■ **EXTRACTED ENTRIES**

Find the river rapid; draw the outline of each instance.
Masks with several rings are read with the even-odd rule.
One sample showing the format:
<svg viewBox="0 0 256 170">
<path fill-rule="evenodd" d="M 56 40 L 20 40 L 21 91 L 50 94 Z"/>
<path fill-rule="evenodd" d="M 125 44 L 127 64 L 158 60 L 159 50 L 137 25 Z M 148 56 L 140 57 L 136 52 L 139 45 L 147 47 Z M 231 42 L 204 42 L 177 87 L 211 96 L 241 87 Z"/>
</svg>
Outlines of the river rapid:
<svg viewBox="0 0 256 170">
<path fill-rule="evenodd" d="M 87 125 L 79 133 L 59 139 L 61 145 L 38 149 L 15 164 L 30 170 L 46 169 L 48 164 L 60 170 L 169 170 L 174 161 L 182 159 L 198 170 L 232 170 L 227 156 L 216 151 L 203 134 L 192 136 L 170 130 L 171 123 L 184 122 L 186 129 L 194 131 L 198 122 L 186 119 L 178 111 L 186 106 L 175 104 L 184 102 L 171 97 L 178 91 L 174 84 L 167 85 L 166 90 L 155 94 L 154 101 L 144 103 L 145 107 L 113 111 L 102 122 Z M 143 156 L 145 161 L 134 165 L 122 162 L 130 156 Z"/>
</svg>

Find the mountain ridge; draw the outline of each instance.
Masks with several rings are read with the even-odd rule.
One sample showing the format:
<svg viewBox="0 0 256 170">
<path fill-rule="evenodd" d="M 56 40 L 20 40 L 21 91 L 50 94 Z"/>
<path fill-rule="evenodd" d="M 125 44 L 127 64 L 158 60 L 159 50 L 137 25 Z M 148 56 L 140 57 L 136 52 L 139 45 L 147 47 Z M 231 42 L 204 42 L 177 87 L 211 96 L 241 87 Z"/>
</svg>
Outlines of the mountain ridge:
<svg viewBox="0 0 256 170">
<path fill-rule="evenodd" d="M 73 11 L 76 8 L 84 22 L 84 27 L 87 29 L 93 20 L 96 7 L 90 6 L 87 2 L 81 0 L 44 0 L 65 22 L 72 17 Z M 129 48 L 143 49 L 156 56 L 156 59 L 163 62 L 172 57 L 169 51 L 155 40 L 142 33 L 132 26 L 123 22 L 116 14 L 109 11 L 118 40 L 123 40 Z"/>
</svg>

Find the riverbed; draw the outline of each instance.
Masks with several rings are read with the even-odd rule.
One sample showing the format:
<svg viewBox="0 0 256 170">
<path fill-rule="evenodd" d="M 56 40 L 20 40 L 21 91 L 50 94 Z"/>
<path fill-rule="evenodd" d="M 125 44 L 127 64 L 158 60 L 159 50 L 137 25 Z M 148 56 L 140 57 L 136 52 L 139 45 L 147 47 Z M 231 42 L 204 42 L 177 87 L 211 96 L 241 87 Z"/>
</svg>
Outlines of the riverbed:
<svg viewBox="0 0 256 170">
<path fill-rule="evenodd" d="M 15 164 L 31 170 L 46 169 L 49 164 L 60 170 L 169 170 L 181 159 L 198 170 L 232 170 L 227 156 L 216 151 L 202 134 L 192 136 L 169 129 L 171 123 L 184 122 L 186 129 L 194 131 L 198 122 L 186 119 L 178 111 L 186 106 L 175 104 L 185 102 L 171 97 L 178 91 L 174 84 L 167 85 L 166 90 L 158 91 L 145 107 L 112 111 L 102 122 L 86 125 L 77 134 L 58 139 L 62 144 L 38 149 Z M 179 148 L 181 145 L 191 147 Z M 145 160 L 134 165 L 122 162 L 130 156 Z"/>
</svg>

■ **PROBLEM**
Write the entries again, exactly as they stand.

■ **ANSWER FOR THE TASK**
Find the river rapid; draw the outline of each instance.
Masks with several rings are read with the even-odd rule.
One sample showing the format:
<svg viewBox="0 0 256 170">
<path fill-rule="evenodd" d="M 56 40 L 20 40 L 21 91 L 50 94 Z"/>
<path fill-rule="evenodd" d="M 125 44 L 127 64 L 158 60 L 159 50 L 137 25 Z M 148 56 L 140 57 L 136 52 L 139 45 L 147 47 Z M 231 42 L 204 42 L 177 87 L 211 96 L 241 87 Z"/>
</svg>
Outlines of the river rapid:
<svg viewBox="0 0 256 170">
<path fill-rule="evenodd" d="M 87 125 L 79 133 L 59 139 L 61 145 L 38 149 L 15 164 L 30 170 L 46 169 L 48 164 L 60 170 L 169 170 L 174 161 L 182 159 L 198 170 L 232 170 L 227 156 L 216 151 L 203 134 L 192 136 L 170 130 L 171 123 L 184 122 L 186 129 L 194 131 L 198 122 L 186 119 L 178 111 L 186 106 L 175 104 L 184 102 L 171 97 L 178 91 L 174 84 L 167 85 L 166 90 L 155 94 L 154 101 L 144 103 L 145 107 L 113 111 L 102 122 Z M 143 156 L 145 161 L 134 165 L 122 162 L 130 156 Z"/>
</svg>

Find the mountain ridge; draw the outline of each instance.
Masks with several rings are read with the even-odd rule.
One sample showing the format:
<svg viewBox="0 0 256 170">
<path fill-rule="evenodd" d="M 56 40 L 20 40 L 21 91 L 50 94 Z"/>
<path fill-rule="evenodd" d="M 125 44 L 127 64 L 158 60 L 159 50 L 137 25 Z M 148 56 L 140 57 L 136 52 L 139 45 L 147 47 Z M 231 42 L 204 42 L 177 87 L 211 96 L 241 87 Z"/>
</svg>
Outlines of the mountain ridge:
<svg viewBox="0 0 256 170">
<path fill-rule="evenodd" d="M 73 11 L 76 8 L 84 22 L 84 27 L 87 29 L 93 20 L 96 7 L 90 6 L 87 2 L 81 0 L 44 0 L 65 22 L 72 17 Z M 129 48 L 143 49 L 156 56 L 156 59 L 163 62 L 172 57 L 169 51 L 155 40 L 142 33 L 132 26 L 123 22 L 116 14 L 109 11 L 118 40 L 123 40 Z"/>
</svg>

Find the riverbed; draw the outline of each instance.
Masks with several rings are read with the even-odd rule.
One sample showing the format:
<svg viewBox="0 0 256 170">
<path fill-rule="evenodd" d="M 56 40 L 20 40 L 21 91 L 50 94 Z"/>
<path fill-rule="evenodd" d="M 125 44 L 127 64 L 158 60 L 159 50 L 137 25 Z M 148 56 L 140 57 L 136 52 L 139 45 L 147 47 Z M 231 42 L 204 42 L 177 87 L 211 96 L 241 87 Z"/>
</svg>
Outlines of the riverbed:
<svg viewBox="0 0 256 170">
<path fill-rule="evenodd" d="M 15 164 L 31 170 L 46 169 L 49 164 L 60 170 L 169 170 L 181 159 L 198 170 L 232 170 L 227 156 L 216 151 L 202 134 L 192 136 L 169 129 L 171 123 L 184 122 L 186 129 L 194 131 L 198 122 L 186 119 L 178 111 L 186 106 L 175 104 L 185 102 L 171 97 L 178 91 L 174 84 L 167 85 L 166 90 L 158 91 L 145 107 L 112 111 L 102 122 L 86 125 L 77 134 L 58 139 L 62 144 L 38 149 Z M 179 148 L 181 145 L 191 147 Z M 145 160 L 134 165 L 122 162 L 130 156 Z"/>
</svg>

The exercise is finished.